§ **Task goal**
Which lines in the items below contain the word "green"? Find each one and copy it out in full.
-- start Records shown --
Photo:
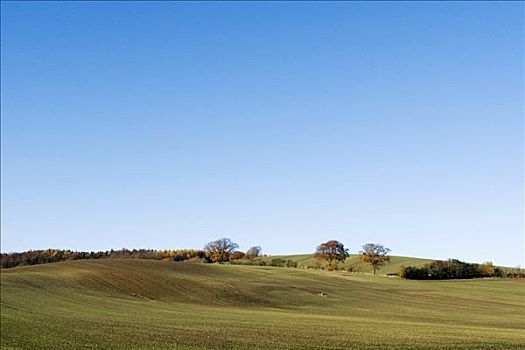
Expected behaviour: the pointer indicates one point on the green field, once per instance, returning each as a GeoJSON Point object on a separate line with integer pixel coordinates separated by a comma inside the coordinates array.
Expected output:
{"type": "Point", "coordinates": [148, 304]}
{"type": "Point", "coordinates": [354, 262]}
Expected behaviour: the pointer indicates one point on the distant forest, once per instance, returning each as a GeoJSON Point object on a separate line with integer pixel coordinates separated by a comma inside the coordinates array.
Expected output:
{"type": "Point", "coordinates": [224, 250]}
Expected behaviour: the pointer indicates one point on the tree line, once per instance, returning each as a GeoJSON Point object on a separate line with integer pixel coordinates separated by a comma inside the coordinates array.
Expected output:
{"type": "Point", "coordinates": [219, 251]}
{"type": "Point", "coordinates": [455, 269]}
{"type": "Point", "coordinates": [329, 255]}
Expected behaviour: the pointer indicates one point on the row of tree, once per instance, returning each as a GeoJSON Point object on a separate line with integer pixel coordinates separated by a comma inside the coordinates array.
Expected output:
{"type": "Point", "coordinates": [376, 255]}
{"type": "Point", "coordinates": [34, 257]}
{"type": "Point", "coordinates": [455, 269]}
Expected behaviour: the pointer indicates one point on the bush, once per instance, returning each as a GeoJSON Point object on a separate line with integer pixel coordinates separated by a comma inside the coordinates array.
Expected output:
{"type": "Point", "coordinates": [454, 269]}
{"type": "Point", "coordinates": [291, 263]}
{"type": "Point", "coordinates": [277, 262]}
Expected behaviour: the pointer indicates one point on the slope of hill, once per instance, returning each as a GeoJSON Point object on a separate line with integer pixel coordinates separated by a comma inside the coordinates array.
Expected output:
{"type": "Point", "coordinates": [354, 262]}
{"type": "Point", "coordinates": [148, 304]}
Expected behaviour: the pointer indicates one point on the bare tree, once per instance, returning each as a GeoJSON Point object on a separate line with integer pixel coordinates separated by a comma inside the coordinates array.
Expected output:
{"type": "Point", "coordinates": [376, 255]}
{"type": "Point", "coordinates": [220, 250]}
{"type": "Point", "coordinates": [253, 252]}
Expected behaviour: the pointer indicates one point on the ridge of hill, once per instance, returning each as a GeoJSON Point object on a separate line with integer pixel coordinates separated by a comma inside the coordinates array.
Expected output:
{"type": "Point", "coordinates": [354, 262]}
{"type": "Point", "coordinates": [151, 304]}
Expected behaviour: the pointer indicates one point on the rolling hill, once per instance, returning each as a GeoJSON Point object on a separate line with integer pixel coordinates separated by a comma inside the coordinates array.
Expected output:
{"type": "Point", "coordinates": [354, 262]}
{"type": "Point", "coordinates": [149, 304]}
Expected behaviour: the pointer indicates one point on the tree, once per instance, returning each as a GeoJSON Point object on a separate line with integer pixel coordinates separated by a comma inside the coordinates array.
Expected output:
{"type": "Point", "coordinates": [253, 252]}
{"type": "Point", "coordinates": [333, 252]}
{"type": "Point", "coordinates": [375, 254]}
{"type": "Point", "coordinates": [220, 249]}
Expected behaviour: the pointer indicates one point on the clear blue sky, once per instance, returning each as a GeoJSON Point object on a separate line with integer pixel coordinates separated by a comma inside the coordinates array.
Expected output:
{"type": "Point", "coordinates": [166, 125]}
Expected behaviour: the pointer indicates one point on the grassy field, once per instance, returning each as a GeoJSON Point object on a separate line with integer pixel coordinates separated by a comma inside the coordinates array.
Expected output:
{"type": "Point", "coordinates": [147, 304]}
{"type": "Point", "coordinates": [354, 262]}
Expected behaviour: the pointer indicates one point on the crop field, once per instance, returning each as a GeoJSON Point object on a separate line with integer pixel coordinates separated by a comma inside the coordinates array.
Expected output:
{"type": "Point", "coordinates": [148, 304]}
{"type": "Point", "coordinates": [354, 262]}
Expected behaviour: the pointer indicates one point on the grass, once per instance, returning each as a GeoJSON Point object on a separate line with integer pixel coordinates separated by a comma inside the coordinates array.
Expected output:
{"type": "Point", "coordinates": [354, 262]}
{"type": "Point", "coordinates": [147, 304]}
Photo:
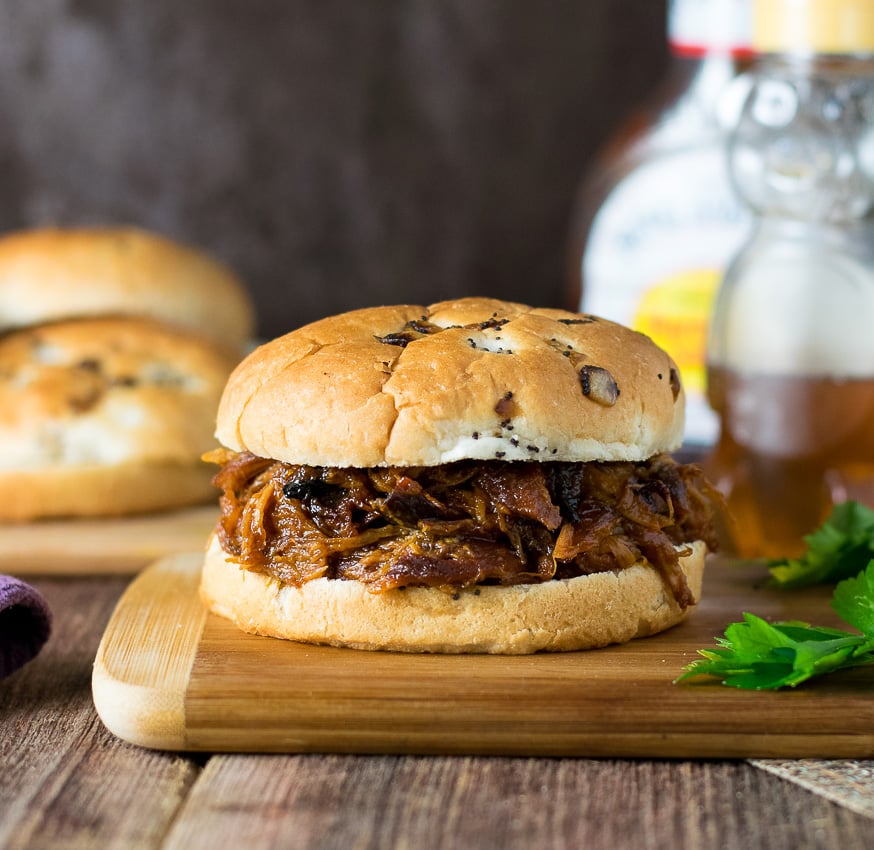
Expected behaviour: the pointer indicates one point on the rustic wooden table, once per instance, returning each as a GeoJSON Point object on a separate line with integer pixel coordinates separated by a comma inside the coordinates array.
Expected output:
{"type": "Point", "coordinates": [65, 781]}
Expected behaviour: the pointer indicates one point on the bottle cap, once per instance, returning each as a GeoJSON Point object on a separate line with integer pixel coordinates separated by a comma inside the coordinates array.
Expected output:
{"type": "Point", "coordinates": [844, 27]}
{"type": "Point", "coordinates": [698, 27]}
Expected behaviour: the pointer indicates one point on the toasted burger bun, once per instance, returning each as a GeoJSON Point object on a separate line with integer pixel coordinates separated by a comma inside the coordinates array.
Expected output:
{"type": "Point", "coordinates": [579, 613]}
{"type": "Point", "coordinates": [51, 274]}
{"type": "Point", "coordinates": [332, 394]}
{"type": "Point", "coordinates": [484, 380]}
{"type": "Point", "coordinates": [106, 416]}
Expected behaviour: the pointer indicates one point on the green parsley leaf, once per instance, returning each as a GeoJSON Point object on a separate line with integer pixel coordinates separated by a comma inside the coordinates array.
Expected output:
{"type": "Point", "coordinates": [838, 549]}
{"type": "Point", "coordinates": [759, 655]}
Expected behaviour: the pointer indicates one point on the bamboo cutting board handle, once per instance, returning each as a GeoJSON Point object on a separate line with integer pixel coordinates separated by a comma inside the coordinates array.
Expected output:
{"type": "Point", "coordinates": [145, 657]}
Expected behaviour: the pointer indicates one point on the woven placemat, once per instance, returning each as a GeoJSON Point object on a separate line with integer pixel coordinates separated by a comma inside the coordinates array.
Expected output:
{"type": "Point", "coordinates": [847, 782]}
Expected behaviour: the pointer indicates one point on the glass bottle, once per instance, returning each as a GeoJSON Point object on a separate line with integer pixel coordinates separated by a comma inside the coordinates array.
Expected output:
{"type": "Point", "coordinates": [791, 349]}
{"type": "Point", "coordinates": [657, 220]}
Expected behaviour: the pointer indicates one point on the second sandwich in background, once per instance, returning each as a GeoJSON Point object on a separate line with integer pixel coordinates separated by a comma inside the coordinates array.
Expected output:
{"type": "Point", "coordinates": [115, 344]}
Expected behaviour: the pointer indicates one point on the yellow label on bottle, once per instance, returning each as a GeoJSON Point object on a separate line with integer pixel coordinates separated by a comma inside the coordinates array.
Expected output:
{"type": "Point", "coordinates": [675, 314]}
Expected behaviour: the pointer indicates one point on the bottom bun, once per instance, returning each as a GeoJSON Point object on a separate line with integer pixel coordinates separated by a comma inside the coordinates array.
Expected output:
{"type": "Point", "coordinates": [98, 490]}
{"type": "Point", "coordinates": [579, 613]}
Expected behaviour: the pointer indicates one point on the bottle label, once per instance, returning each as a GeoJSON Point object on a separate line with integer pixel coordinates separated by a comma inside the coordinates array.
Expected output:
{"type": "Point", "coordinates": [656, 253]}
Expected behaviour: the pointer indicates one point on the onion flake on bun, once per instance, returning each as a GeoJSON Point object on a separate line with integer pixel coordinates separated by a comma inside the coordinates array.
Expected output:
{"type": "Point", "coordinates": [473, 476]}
-- end Records shown --
-- start Records shown --
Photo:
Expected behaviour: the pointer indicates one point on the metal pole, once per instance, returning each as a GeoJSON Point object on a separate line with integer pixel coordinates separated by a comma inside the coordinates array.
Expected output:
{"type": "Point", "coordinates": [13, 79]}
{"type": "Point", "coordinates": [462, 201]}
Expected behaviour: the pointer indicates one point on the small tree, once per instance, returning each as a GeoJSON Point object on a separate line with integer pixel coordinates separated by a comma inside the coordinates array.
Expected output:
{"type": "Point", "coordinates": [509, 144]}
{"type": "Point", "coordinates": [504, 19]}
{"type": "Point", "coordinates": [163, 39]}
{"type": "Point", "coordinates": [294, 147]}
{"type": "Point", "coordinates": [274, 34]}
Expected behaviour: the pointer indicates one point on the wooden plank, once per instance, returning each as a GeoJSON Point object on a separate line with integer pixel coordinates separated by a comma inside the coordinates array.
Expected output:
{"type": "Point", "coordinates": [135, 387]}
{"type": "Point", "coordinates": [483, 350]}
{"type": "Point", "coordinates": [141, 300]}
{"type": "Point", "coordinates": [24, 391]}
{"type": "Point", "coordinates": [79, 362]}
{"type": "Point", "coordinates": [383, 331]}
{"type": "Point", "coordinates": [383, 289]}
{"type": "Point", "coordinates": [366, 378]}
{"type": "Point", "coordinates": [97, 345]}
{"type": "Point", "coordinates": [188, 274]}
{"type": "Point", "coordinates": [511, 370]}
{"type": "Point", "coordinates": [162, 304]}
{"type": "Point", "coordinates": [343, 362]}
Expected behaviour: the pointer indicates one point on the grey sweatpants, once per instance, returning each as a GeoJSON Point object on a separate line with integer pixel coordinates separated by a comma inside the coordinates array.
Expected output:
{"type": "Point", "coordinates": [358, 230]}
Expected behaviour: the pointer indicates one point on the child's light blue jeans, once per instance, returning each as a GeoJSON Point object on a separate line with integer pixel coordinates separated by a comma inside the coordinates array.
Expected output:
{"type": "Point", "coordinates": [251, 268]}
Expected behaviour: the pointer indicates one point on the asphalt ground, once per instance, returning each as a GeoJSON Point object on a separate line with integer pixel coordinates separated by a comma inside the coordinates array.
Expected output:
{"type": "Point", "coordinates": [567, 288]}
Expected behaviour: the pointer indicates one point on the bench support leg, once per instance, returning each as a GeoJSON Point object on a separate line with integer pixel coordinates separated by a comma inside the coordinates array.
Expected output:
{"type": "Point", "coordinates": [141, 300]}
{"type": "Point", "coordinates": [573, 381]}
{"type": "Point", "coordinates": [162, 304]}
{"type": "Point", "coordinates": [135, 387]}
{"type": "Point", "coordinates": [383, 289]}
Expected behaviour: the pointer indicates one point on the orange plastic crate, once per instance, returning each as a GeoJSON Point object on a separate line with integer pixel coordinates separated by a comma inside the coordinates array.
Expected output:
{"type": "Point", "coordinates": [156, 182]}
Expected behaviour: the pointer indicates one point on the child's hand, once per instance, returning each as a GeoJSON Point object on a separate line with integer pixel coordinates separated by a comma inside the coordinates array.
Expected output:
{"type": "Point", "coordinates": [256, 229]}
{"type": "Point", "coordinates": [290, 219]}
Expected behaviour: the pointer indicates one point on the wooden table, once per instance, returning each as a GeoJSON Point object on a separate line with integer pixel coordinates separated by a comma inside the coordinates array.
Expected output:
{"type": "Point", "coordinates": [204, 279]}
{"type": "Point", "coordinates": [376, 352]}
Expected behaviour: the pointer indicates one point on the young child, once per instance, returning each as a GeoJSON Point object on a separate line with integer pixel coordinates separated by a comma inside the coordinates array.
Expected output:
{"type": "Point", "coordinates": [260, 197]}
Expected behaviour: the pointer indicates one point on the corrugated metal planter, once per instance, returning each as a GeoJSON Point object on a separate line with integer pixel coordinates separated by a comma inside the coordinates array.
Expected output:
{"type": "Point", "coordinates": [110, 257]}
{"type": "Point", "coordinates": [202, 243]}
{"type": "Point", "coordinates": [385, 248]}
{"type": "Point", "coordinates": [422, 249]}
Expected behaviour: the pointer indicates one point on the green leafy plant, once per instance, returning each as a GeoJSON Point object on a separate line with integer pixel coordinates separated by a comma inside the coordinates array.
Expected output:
-- end Records shown --
§ **Solution**
Expected behaviour: the pointer indicates one point on the green field, once per instance, returning each as a GeoJSON Point object on a separate line with integer pixel coordinates separated by a comma inside the coordinates array.
Expected behaviour: the pointer indicates one point on the green parsley leaf, once per instance, returning each as a GeoJSON Point object on a separate line with integer pixel coordinates separated by a comma inside the coordinates array.
Expected behaviour: the pointer indicates one point on the green leafy plant, once per instance, returning each as a GeoJSON Point object on a separate line with integer pixel coordinates separated by a comma inside the coordinates array.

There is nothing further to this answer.